• **Gekozen fragment**
┌──

Voor het verkrijgen van zekerheid vooraf door middel van een APA of ATR is het in beginsel een vereiste dat een naar Nederlands recht opgerichte vennootschap ook feitelijk in Nederland is gevestigd voor de toepassing van de Nederlandse belastingwet en de belastingverdragen. De plaats waar het bestuur van de vennootschap vergadert en de besluiten neemt is daarbij één van de relevante factoren. Reeds in het proces van afgifte van een APA of ATR wordt bezien of aan deze voorwaarde wordt voldaan of zal worden voldaan.

Vraag 11

Vindt u het wenselijk dat dictators Nederland gebruiken in belastingroutes? Zo nee, wat gaat u doen om dat in de toekomst te voorkomen? Zo ja, waarom?

Antwoord 11

In beginsel kan elk bedrijf dat activiteiten in of via Nederland ontplooit gebruik maken van het Nederlandse juridische, financiële en fiscale stelsel. Echter, in de APA/ATR-praktijk is één van de voorwaarden voor het verkrijgen van zekerheid vooraf over fiscale structuren, dat informatie wordt verstrekt met betrekking tot de wereldwijde organisatiestructuur van het concern (waaronder informatie over de uiteindelijke gerechtigdheid van het vermogen van degene die zekerheid vooraf verzoekt).

└──

• **Onderdelen opdracht**
1. Noem alle vragen die in het fragment onder "Vraag 11" staan.
2. Welke factor is volgens het fragment relevant om te bepalen of een vennootschap feitelijk in Nederland is gevestigd?
3. Geef bij elke bewering aan of die klopt met het fragment, met de beslissende woorden uit de tekst:
(a) In beginsel kan elk bedrijf dat activiteiten in of via Nederland ontplooit gebruikmaken van het Nederlandse fiscale stelsel.
(b) Pas na de afgifte van een APA of ATR wordt bekeken of de vennootschap feitelijk in Nederland is gevestigd.
(c) Voor zekerheid vooraf hoeft geen informatie over de wereldwijde organisatiestructuur van het concern te worden verstrekt.

• **Aangeleverd materiaal**
┌──

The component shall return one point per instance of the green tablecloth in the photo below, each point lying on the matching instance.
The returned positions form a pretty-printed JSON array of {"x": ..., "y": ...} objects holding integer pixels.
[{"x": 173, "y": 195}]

└──
┌──

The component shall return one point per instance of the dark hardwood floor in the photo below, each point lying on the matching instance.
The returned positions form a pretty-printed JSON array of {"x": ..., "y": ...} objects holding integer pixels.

└──
┌──

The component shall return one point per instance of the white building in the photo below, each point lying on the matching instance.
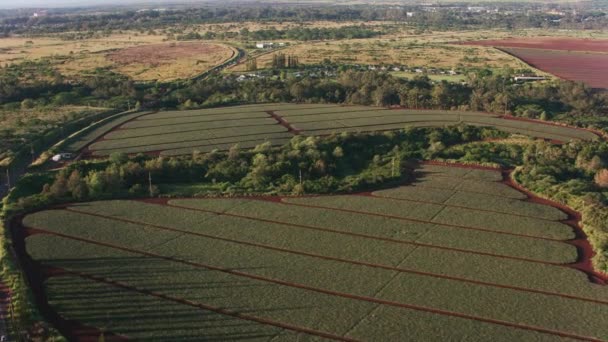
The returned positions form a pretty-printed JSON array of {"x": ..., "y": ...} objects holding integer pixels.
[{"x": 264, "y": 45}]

└──

• **Verwachte antwoorden**
1.
- Vindt u het wenselijk dat dictators Nederland gebruiken in belastingroutes?
- Zo nee, wat gaat u doen om dat in de toekomst te voorkomen?
- Zo ja, waarom?

2. De plaats waar het bestuur van de vennootschap vergadert en de besluiten neemt.

3.
(a) Ja: "In beginsel kan elk bedrijf dat activiteiten in of via Nederland ontplooit gebruik maken van het Nederlandse juridische, financiële en fiscale stelsel."
(b) Nee: "Reeds in het proces van afgifte van een APA of ATR wordt bezien of aan deze voorwaarde wordt voldaan of zal worden voldaan."
(c) Nee: "dat informatie wordt verstrekt met betrekking tot de wereldwijde organisatiestructuur van het concern"